折中说的不足之处在于,仅规定被保险人和投保人为受益人的指定主体,而对于指定权的分配与协调方面,规定不够细致、合理。以死亡为给付保险金条件的人身保险合同的受益人虽表面上可由投保人或被保险人指定,实际上,若投保人与被保险人为同一人时,投保人指定即由被保险人指定;若投保人与被保险人不是同一人时,受益人名义上由投保人指定,实际上是由被保险人指定。如双方对受益人的指定达成一致,则保险合同会顺利签订。如双方对此争议较大,则会延误保险合同的签订,最后造成保险合同无法达成的局面。另由于保险合同的长期性,对于受益人指定权分配的不明确,可能会为将来保险期内另行指定受益人带来问题与争议。当保险事故发生时,对于受益人的最终确定,将处于混乱的状态。
(三)受益人仅存在于被保险人身故的情形
保险受益人有广义、中义和狭义三种不同的涵义。广义上的保险受益人不仅存在于人身保险合同中,而且存在于财产保险合同中,泛指保险事故发生后有权请求和受领保险金的人。中义上的保险受益人存在于人身保险合同中,是指人身保险事故发生后,有权请求和受领保险金的人。狭义上的保险受益人则仅存在于含有死亡保险因素的人身保险合同中,是指于被保险人死亡的保险事故发生后有权请求和受领身故保险金的人。我国《保险法》第十八条第二款规定,“受益人是指人身保险合同中由被保险人或者投保人指定的享有保险金请求权的人。投保人、被保险人可以为受益人。”从这一规定上看,《保险法》中受益人适用于所有人身保险合同,受领保险金的前提也并不是被保险人的死亡,其范围也不是必须含有死亡保险因素。也有观点认为,结合有关被保险人和受益人的其他规定就会发现,《保险法》实际上区别了被保险人与受益人,保险受益人受领的保险金仅限于身故保险金,并以被保险人死亡为前提,因此,我国《保险法》实际上是从狭义上使用受益人这一概念的。①
(四)概括式指定受益人的法律效力
保险理论上,指定受益人的方式分为列举式的指定和概括式的指定。
列举式的指定按具体内容的记载方式可分为:记载姓名附加关系或仅记载姓名或者名称。若如只记载后者,就可称为记名指定,也就是说在受益人一栏内准确地填写其姓名、身份证号等相关信息可以准确地使受益人得到明确,从而使保险金可以及时给付。保险实务中,列举式指定受益人的方式通常的做法是:在受益人一栏内直接填写受益人的姓名、受益份额等(如:受益人某甲,受益份额××万元等),被保险人可以指定一人或多人为受益人,受益人为多人的,被保险人可以确定受益顺序和受益份额,未确定受益份额的受益人可以按照相等份额享有受益权。

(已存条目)
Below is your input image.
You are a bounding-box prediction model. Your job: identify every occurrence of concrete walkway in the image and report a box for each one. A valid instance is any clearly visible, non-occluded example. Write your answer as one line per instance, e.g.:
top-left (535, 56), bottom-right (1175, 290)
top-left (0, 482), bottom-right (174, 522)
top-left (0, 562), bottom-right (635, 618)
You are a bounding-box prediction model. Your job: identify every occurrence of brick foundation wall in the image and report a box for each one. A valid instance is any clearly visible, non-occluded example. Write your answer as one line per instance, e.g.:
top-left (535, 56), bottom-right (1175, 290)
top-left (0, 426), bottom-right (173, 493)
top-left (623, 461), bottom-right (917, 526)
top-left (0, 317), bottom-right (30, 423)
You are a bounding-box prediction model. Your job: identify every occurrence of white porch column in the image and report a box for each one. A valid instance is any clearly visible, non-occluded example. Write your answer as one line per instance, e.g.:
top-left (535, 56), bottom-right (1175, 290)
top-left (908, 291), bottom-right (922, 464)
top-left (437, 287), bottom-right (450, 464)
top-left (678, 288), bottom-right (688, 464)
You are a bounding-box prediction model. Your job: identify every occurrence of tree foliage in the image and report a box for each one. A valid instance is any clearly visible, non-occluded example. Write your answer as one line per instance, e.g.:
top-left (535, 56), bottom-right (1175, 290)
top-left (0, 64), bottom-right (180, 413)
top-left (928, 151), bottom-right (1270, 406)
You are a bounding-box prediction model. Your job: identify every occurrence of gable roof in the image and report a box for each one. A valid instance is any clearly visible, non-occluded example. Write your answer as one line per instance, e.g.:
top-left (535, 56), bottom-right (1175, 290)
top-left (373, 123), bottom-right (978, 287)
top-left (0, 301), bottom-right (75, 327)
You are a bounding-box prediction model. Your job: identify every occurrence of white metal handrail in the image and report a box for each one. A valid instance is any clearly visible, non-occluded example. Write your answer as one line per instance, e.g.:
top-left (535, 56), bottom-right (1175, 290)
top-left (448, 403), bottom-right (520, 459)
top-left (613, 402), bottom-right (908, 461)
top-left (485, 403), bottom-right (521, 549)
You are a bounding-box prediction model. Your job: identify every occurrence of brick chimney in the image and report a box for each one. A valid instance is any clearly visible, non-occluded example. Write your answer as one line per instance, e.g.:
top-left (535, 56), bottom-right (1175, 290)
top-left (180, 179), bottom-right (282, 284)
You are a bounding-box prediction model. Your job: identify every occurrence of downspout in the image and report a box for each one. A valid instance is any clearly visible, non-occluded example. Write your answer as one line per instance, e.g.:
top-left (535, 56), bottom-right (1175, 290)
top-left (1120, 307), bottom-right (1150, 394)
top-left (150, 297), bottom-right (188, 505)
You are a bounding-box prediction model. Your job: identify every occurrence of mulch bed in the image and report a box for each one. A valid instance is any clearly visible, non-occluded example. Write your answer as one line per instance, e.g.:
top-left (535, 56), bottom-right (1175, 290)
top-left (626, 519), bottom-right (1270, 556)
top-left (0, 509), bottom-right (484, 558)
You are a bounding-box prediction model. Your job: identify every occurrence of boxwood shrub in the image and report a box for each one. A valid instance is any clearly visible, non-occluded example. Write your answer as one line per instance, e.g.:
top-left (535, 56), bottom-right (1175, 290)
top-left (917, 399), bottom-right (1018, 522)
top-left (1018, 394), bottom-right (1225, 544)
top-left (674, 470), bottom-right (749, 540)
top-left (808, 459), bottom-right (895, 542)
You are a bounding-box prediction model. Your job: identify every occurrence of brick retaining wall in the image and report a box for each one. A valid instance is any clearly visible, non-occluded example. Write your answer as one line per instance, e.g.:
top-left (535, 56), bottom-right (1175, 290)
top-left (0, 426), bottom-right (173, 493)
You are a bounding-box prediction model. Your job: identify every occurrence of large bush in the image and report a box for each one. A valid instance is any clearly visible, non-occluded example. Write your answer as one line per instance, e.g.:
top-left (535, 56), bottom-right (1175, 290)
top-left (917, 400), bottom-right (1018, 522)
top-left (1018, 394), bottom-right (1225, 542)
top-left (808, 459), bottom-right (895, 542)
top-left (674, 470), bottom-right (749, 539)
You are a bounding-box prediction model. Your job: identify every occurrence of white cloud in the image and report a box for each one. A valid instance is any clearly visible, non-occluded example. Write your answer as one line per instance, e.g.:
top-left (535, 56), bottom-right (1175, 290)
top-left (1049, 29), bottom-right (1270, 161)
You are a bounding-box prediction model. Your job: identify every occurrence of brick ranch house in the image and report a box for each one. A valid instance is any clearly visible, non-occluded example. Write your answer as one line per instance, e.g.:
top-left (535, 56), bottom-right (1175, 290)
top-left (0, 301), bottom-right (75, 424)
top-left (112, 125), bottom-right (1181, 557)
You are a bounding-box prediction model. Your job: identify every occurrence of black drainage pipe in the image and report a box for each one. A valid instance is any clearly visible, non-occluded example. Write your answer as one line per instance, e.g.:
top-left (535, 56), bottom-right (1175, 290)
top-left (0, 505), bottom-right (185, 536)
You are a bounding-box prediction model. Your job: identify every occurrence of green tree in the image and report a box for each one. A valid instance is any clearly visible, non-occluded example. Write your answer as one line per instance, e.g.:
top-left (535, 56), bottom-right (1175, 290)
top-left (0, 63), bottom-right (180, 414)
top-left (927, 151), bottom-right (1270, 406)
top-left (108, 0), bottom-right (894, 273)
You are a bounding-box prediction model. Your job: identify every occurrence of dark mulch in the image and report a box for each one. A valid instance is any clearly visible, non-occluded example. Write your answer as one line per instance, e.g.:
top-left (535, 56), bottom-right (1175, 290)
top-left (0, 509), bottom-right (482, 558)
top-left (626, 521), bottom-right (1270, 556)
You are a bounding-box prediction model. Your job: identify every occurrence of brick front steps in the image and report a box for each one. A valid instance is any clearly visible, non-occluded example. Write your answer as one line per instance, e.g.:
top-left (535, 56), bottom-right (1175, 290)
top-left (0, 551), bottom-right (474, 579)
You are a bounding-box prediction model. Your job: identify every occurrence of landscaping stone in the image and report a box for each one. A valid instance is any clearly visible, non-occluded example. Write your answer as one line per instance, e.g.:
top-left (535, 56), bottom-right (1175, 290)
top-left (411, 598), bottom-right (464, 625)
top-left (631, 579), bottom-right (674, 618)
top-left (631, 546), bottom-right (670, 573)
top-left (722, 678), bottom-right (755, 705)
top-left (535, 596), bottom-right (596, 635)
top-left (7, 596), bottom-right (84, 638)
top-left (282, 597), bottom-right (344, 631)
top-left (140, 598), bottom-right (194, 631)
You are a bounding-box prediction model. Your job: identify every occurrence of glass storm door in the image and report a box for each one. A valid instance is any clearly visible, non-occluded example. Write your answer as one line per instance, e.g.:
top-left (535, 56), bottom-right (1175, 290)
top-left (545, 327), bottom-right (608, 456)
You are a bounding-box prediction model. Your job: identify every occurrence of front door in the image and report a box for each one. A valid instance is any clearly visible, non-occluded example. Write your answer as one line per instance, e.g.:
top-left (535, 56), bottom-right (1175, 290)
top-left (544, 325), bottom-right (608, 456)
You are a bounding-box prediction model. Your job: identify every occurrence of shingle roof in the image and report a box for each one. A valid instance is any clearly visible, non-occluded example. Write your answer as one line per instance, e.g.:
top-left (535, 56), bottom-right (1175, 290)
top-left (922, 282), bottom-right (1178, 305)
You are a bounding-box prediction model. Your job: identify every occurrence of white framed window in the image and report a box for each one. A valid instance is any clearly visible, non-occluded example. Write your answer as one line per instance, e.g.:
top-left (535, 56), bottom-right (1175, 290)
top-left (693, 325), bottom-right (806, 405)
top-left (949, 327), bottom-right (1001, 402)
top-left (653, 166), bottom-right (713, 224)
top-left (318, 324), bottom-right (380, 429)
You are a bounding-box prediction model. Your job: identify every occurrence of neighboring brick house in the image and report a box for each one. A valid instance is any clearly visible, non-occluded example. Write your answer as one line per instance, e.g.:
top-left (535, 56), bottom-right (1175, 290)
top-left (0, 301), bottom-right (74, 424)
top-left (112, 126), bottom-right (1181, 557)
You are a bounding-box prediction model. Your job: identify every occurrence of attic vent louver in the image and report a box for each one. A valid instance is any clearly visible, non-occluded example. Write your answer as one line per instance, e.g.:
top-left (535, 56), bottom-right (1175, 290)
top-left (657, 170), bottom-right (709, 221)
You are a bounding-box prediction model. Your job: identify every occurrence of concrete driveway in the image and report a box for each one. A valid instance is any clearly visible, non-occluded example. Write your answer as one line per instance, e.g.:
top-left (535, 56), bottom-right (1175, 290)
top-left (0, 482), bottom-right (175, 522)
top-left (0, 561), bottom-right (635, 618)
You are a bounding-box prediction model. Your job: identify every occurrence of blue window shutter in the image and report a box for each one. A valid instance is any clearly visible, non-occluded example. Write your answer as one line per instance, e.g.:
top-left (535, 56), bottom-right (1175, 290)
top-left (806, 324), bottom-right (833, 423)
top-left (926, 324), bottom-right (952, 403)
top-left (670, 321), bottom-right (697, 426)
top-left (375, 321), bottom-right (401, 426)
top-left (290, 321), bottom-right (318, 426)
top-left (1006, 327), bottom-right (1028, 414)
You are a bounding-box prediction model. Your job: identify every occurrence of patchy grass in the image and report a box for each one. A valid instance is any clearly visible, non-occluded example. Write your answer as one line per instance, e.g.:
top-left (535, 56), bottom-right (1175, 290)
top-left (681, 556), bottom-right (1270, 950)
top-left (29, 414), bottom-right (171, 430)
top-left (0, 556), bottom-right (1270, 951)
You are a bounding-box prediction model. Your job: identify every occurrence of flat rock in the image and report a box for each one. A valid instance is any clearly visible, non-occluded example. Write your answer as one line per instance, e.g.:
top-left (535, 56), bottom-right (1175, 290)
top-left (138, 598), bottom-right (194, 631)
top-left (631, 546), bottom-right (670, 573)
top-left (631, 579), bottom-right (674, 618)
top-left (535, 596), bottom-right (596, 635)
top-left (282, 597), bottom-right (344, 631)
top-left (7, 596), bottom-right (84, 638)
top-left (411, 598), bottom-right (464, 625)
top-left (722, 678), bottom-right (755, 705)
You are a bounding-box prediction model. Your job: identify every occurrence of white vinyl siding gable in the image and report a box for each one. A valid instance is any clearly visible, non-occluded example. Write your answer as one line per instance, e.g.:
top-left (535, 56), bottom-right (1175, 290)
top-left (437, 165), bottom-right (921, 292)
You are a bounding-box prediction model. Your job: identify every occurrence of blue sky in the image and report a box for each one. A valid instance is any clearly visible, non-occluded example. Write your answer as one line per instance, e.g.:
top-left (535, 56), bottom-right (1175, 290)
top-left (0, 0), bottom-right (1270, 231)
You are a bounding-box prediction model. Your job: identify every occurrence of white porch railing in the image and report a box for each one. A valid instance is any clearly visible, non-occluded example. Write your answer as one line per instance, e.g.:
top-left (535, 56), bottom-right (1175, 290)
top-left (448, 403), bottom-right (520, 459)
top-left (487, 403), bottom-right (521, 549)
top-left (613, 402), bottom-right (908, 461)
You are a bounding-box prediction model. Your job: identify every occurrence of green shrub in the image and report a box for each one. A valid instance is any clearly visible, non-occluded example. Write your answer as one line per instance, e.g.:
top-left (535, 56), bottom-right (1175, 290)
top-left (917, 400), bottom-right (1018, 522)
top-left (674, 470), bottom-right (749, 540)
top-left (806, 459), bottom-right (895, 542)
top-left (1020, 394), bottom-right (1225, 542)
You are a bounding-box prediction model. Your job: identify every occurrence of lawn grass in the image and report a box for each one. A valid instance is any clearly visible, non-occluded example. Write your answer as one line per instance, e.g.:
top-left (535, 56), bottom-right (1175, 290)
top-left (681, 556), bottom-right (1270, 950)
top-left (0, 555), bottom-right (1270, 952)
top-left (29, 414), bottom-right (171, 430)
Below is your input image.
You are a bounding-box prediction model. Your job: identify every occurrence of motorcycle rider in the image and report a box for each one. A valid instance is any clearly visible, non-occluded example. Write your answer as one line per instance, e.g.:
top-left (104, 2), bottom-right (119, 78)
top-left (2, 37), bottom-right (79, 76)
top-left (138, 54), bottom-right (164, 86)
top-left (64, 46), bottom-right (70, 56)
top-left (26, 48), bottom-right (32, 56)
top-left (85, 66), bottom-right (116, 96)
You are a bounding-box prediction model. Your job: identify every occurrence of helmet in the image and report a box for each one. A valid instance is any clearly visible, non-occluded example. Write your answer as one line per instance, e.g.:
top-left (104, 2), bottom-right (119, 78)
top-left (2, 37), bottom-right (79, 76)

▸ 任务说明
1. 关于保险受益人的文本提到,有观点认为我国《保险法》实际上是从狭义上使用受益人这一概念的。请用一到三句话说明文中为这一观点给出的理由。
2. 按照关于保险受益人的文本,未确定受益份额的受益人如何享有受益权?
3. 请从关于保险受益人的文本的最后一句之后接着续写。

▸ 本题答案
1. 该观点认为,结合有关被保险人和受益人的其他规定会发现,《保险法》实际上区别了被保险人与受益人。保险受益人受领的保险金仅限于身故保险金,并以被保险人死亡为前提,所以是狭义上的用法。

2. 可以按照相等份额享有受益权。

3.
概括式指定受益人只是强调了受益人的身份,并没有明确地说出受益人的姓名及其他详细信息。在日常生活中,我们所说的受益人往往并非是指名道姓而是具有特定身份的人,但与被保险人有特定关系的人并不是一成不变的,所以,概括式指定受益人的范围也会随之发生变化,这就会导致保险公司理赔时发生纠纷。在保险实务当中,概括式指定受益人的情形可以通过记载身份关系来进行梳理,通常有:被保险人的配偶、子女和继承人等。世界各国均认为以概括的方式来指定受益人存在很大的弊端。以被保险人的配偶为例,在英国指定配偶类的受益人如“妻子”,必须要注明是投保条约订立时的妻子还是在保险事故发生时的妻子,以免产生歧义。而对子女一类的受益人指定,因其范围很广,就更加模糊难分了,如原配子女、现配子女、养子女,等等。我国《保险法》第四十二条规定“被保险人死亡后,有下列情形之一的,保险金作为被保险人的遗产,由保险人依照《中华人民共和国继承法》的规定履行给付保险金的义务:(一)没有指定受益人,或者受益人指定不明无法确定的",其中“受益人指定不明无法确定的”的情形指的就是概括式指定受益人。因此,无论是概括式的指定还是列举式的指定都被我国《保险法》所允许,只是概括式指定受益人因为受益人不明确产生的纠纷很多,需要法院加以认定。本条解释主要目的就是解决这一问题,为受益人约定不明确的情形提供如何明确的依据。
三、域外相关立法考察
(一)关于受益人存在的范围
美国的保险受益人,是指当被保险人在保险事故中身亡时可申领身故保险金的当事人,它是由投保人指定的。在有关法律、法规、文章中,我们可以了解到,在美国受益人只存在于人身保险之中,而不存在于财产保险中,并且在各种寿险合同中,受益人是以被保险人身故为基准的。
《日本保险法》规定:“保险金受领人是由生命保险合同或伤害疾病定额保险合同所规定的领取保险金的人。”日本将保险划分为生命保险、损害保险和伤害保险,其中生命保险和伤害保险应该是与我国的人身保险是相对应的,由此可以看出日本的保险受益人也应该是只适用于人身保险范畴当中。
我国台湾地区的保险受益人不仅存在于人身保险之中,同时也存在于财产保险之中。台湾地区“保险法”第5条规定:“本法所称受益人,指被保险人或要保人约定享有赔偿请求权之人,要保人或被保险人均为受益人。”
我国《澳门商法典》中并没有对受益人概念及存在的险种进行特别具体的规定,仅在该法第965条中将其简单定义为“保险受益人系指保险人之给付对象”。
(二)受益人指定权主体归属
1.指定权主体为被保险人
《意大利民法典》规定,如果保险是为他人或受益人而缔结,投保人应当履行保险合同约定的义务,保险合同中的权利属于被保险人,尽管投保人持有保单,但没有该被保险人的明确同意,不得主张保险合同的权利。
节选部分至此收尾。